═════ DOCUMENT SEGMENT

# Hello TC!



## Polednice

As World Violist has already set a precedent for conceited advertising in the early days of these TC blogs, I shall immediately send you to my own regular blog! 

I'm not sure yet how I might use this feature in the future - no doubt, if there ever comes a time when it would be a good place to voice something, I will forget that it's here...


----------



## World Violist

I'm sure TC is overjoyed that their blog system is being abused in such a manner.


----------



## Polednice

World Violist;bt8 said:


> I'm sure TC is overjoyed that their blog system is being abused in such a manner.


They deserve it for introducing facebookian features such as a 'like' button into an otherwise reputable establishment


----------



## Meaghan

It _is_ a little facebooky-looking, isn't it? But I like this feature, and look forward to reading people's posts. I will be interested to see what impact, if any, the presence of blogs will have on the character of the threads.


----------



## Frederik Magle

Tsk tsk...

Just wait till I activate the facebook intergration system...


----------



## Polednice

Frederik Magle;bt13 said:


> Tsk tsk...
> 
> Just wait till I activate the facebook intergration system...


NOOOOOO!!!!!


----------



## emiellucifuge

*head explodes*

Perhaps you can also integrate:
Flickr/Picasa/etc... for easy posting of images
Twitter - for easy tweeting of posts
Blogging website for synchronised blog posts
Google stuff: they have everything.

etc........


----------



## mwaseem

i see your site and like him very much


----------

══════════

*WORK INSTRUCTIONS:*
1/ In the forum thread about the new blogs, what does Meaghan say she will be interested to see?
2/ Reproduce the forum thread word for word from "# Hello TC!" to "own regular blog!".
Nothing in the material is needed here.

═════ EXTRACTED INFORMATION

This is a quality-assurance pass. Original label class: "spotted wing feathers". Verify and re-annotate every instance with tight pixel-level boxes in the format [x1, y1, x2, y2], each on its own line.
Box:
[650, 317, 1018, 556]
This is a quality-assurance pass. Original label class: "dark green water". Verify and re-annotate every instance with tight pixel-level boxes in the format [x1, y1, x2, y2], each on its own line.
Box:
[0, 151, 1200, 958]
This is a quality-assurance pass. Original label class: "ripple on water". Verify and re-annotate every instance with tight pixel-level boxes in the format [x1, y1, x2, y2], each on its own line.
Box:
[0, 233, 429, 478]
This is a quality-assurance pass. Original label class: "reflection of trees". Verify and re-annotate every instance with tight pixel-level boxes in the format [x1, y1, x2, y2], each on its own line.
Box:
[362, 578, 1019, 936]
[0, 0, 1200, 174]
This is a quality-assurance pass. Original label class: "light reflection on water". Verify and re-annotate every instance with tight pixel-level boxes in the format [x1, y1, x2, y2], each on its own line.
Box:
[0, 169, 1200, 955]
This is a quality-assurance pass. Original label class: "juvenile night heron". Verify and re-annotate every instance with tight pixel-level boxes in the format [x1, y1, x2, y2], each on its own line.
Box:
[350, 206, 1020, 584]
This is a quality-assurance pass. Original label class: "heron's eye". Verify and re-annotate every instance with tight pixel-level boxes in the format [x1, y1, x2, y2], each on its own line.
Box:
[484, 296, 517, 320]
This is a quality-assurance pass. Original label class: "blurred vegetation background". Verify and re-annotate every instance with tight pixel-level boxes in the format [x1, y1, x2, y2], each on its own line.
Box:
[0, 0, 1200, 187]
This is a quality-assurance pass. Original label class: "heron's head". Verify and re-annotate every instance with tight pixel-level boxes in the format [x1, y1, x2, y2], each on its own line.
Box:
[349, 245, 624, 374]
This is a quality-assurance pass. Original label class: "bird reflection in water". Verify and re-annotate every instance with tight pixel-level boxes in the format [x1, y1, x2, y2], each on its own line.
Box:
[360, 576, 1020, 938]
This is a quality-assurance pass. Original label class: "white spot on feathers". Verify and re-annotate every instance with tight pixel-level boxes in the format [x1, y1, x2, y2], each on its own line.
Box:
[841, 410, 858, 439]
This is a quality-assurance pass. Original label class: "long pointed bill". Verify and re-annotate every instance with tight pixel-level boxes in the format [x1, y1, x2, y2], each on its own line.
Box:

══════════

*TASK-BY-TASK OUTPUTS:*
1/ What impact, if any, the presence of blogs will have on the character of the threads.

2/
# Hello TC!



## Polednice

As World Violist has already set a precedent for conceited advertising in the early days of these TC blogs, I shall immediately send you to my own regular blog!